Task description. Write out only the tail of the records, beginning at the line containing "Reviewer note: every instance of the cake" and including the last line, exactly as written.

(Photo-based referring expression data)
· · · · · · ·

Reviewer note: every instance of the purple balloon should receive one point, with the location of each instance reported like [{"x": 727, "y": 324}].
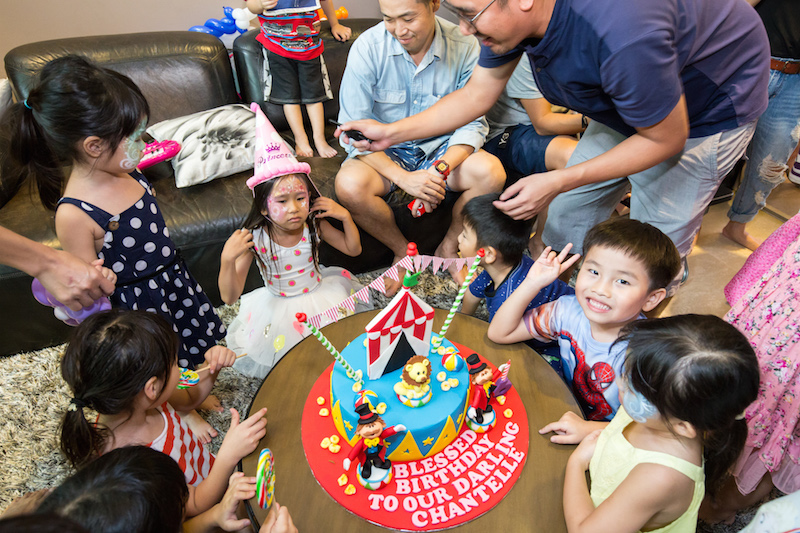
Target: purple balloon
[
  {"x": 201, "y": 29},
  {"x": 64, "y": 313}
]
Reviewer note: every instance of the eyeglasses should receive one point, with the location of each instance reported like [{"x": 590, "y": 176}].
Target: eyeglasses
[{"x": 469, "y": 20}]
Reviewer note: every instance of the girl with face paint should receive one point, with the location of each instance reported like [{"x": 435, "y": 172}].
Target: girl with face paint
[
  {"x": 687, "y": 382},
  {"x": 281, "y": 233},
  {"x": 91, "y": 119}
]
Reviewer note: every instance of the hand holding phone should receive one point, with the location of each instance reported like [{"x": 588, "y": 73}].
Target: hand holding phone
[{"x": 353, "y": 134}]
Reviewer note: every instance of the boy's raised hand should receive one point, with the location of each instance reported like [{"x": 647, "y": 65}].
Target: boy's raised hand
[
  {"x": 242, "y": 438},
  {"x": 237, "y": 244},
  {"x": 549, "y": 265}
]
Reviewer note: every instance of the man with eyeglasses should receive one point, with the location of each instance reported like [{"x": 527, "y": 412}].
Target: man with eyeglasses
[
  {"x": 673, "y": 88},
  {"x": 398, "y": 68}
]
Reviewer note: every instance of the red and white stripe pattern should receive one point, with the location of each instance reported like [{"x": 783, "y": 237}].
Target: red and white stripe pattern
[{"x": 178, "y": 441}]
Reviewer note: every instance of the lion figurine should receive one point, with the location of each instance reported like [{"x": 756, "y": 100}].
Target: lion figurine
[{"x": 416, "y": 378}]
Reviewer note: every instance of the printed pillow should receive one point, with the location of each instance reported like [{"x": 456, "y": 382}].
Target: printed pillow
[{"x": 214, "y": 143}]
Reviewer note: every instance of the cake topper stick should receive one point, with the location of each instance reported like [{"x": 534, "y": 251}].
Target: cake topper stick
[
  {"x": 301, "y": 317},
  {"x": 437, "y": 341},
  {"x": 410, "y": 279}
]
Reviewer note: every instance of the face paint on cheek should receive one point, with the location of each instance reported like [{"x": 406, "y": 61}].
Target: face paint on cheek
[
  {"x": 277, "y": 211},
  {"x": 134, "y": 145},
  {"x": 288, "y": 186}
]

· · · · · · ·

Answer to the problem.
Reviewer note: every instance of the cake topper stick should receive one point, with the location of each instance reported like [{"x": 534, "y": 251}].
Target: cake topper stick
[
  {"x": 301, "y": 317},
  {"x": 437, "y": 341},
  {"x": 410, "y": 279}
]
Reviewer note: every instance of the face paint on cheek should receive one point, with the location of each instance reported like [{"x": 406, "y": 61}].
Target: face paint on cheek
[
  {"x": 277, "y": 211},
  {"x": 134, "y": 145},
  {"x": 288, "y": 186}
]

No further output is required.